▶ **Your objective**
Wherever a line below holds the word "background", copy that line.

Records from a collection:
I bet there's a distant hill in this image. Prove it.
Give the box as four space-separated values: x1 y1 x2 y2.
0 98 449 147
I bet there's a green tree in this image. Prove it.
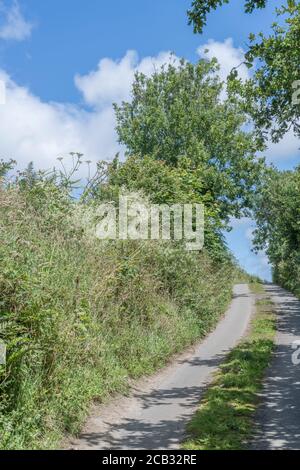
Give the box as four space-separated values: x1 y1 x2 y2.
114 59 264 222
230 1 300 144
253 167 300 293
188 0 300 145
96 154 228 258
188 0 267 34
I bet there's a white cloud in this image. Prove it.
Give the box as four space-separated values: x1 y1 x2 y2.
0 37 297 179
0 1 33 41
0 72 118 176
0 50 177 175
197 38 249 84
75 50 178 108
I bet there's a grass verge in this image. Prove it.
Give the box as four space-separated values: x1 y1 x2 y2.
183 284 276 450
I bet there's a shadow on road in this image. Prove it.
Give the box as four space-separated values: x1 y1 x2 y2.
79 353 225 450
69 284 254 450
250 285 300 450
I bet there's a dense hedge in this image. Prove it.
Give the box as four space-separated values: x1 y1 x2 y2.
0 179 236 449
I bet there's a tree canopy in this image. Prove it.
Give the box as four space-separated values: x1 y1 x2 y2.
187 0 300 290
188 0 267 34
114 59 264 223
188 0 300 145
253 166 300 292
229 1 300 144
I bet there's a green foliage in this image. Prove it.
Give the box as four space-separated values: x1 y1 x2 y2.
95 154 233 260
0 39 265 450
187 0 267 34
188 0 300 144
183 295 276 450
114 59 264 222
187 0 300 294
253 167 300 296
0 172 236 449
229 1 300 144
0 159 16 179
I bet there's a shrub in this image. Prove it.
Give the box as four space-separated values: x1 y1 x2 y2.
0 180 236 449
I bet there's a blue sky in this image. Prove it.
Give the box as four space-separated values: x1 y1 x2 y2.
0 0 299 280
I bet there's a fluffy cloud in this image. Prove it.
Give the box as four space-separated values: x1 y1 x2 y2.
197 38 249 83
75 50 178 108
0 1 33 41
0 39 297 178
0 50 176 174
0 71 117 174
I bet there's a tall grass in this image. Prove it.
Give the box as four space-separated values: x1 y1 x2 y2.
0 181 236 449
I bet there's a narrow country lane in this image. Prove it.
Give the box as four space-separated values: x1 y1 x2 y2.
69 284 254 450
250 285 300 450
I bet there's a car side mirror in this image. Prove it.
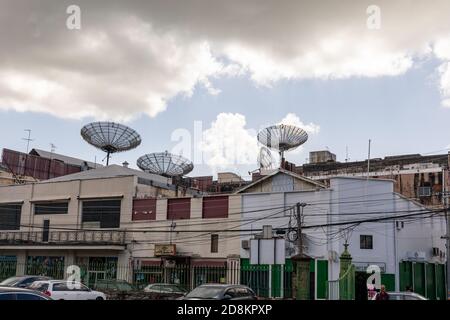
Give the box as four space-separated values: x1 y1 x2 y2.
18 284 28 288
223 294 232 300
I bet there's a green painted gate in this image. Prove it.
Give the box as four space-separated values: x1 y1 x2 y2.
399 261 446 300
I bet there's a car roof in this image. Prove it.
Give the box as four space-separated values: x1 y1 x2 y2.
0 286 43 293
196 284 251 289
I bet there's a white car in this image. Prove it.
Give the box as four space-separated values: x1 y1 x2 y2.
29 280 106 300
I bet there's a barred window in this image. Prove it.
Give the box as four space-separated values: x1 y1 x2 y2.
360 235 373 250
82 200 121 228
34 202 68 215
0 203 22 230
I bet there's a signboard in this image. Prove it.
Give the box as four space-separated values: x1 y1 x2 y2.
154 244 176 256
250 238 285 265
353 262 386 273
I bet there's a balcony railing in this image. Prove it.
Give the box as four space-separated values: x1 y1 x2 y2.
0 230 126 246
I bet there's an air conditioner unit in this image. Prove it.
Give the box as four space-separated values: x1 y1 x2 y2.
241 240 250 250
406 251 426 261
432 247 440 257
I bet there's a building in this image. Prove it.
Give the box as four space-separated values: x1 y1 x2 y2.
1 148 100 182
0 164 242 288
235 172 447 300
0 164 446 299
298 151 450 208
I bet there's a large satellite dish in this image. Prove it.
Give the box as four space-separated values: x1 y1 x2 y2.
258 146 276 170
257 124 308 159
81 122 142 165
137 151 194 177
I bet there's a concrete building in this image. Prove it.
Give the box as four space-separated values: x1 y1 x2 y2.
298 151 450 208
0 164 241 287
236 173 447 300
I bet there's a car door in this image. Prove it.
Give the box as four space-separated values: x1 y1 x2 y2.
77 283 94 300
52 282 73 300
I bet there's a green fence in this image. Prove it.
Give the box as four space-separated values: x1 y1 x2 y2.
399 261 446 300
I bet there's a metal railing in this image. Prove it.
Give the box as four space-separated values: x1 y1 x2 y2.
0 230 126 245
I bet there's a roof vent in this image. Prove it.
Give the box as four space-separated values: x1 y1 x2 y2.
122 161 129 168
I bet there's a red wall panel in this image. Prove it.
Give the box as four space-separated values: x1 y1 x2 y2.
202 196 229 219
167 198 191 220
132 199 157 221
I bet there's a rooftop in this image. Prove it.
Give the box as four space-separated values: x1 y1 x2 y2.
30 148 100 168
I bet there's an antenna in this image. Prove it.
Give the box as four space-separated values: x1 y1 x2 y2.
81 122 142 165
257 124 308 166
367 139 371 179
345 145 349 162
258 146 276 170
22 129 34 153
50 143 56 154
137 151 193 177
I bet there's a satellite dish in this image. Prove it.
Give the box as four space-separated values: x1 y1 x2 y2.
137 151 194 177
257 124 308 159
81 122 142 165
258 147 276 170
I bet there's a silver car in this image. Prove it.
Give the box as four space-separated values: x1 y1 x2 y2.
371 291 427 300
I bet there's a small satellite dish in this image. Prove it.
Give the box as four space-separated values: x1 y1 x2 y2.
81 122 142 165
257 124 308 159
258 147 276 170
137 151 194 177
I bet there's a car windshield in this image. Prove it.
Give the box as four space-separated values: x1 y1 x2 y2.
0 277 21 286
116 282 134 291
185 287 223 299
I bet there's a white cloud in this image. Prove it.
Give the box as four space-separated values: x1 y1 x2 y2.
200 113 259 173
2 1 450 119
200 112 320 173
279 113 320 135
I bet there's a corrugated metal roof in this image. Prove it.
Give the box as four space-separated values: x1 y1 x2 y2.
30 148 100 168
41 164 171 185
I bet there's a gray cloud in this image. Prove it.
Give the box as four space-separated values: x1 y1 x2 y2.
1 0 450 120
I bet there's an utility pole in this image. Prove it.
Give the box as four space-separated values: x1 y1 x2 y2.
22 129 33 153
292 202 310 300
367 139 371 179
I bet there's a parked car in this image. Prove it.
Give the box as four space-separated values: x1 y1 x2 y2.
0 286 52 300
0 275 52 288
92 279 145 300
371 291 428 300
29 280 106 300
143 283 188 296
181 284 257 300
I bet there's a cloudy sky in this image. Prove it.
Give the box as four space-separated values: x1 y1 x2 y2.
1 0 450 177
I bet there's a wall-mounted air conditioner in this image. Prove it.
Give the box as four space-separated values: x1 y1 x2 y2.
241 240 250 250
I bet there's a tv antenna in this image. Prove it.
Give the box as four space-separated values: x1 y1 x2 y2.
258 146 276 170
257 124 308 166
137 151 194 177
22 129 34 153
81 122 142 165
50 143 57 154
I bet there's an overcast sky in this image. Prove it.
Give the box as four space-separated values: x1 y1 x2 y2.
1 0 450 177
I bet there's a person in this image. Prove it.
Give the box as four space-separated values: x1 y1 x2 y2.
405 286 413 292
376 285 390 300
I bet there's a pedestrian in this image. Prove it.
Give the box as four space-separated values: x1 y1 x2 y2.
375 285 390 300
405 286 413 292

* * *

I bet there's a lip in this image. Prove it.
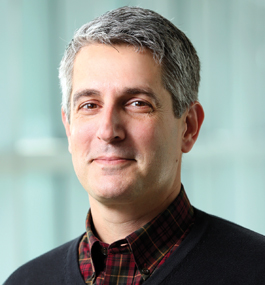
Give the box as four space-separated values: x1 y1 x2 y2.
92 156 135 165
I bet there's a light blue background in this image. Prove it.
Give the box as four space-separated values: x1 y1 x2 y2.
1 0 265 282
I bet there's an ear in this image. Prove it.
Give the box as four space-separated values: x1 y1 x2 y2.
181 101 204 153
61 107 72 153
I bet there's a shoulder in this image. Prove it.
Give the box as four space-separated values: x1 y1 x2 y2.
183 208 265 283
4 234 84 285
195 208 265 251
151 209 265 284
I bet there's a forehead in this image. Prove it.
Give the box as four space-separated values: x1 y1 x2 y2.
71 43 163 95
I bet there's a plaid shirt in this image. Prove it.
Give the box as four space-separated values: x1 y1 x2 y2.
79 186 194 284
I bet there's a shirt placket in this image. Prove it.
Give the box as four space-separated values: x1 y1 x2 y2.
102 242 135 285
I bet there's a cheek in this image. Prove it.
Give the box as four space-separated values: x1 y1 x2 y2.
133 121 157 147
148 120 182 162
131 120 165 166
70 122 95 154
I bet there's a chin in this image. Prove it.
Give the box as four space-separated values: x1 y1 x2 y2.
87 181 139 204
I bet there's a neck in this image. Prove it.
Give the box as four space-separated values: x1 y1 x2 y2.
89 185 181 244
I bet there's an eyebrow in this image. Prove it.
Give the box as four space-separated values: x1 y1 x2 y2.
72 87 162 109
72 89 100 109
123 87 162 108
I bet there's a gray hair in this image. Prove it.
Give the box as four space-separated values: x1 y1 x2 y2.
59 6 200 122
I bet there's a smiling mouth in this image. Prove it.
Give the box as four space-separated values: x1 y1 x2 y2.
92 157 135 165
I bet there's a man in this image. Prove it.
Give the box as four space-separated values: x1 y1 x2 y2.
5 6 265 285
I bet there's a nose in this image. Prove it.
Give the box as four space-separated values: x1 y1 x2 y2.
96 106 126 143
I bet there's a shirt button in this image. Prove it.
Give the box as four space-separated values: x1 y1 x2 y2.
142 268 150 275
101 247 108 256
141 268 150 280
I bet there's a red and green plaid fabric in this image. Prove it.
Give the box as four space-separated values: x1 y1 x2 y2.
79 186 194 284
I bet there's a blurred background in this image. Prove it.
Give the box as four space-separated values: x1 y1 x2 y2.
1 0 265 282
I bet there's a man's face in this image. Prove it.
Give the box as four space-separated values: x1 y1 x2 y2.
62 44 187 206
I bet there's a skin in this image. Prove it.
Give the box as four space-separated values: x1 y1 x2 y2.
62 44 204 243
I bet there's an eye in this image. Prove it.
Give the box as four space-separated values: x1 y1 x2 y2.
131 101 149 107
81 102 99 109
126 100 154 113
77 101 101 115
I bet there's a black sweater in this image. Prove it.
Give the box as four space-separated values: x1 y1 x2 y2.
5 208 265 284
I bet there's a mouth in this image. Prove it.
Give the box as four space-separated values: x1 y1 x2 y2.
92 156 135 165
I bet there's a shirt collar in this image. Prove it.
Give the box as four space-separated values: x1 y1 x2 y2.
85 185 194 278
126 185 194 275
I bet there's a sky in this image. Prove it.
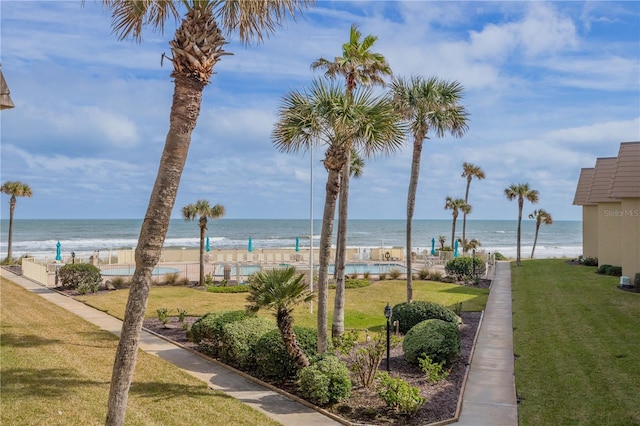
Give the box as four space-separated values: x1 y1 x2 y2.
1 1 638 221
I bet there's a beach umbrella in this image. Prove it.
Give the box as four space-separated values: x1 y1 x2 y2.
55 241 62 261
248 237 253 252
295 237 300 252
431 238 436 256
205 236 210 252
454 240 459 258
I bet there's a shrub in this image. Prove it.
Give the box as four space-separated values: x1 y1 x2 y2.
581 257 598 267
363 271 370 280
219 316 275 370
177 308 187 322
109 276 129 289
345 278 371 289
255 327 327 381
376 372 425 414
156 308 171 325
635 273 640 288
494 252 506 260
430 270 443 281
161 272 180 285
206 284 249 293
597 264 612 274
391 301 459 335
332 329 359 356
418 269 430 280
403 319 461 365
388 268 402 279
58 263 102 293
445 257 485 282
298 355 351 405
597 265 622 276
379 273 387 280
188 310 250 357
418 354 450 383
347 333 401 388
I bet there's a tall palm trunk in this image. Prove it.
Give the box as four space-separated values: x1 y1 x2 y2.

...

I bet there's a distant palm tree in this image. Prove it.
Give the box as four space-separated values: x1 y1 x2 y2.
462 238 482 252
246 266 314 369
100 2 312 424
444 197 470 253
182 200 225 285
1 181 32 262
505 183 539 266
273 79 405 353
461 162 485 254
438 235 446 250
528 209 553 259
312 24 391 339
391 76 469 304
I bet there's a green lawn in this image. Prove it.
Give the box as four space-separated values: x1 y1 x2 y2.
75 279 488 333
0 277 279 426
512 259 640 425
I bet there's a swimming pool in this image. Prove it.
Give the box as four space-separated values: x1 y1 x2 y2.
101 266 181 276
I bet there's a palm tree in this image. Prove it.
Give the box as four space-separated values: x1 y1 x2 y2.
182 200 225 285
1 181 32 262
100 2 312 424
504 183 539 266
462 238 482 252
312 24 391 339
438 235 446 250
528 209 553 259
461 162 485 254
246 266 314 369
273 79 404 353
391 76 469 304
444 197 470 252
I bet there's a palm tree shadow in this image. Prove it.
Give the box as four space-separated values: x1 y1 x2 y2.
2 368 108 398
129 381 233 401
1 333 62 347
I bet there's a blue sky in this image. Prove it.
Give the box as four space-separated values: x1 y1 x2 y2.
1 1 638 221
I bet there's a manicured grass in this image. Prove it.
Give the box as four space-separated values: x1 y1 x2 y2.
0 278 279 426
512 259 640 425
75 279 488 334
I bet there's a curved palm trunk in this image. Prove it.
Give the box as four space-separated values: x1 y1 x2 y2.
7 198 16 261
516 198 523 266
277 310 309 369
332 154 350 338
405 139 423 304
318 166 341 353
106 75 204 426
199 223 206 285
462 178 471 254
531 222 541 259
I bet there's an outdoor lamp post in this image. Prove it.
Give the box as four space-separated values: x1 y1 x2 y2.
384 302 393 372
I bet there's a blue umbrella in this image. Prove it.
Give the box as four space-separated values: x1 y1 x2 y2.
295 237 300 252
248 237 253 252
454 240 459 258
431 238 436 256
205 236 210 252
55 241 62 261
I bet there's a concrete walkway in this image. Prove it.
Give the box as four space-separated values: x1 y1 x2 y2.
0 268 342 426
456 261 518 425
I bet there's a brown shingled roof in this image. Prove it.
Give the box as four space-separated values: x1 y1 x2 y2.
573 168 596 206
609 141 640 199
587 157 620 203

▶ **Solution to this problem**
I bet there's a light blue background in this image. Prove it.
I bet there's a blurred background in this image. Prove it.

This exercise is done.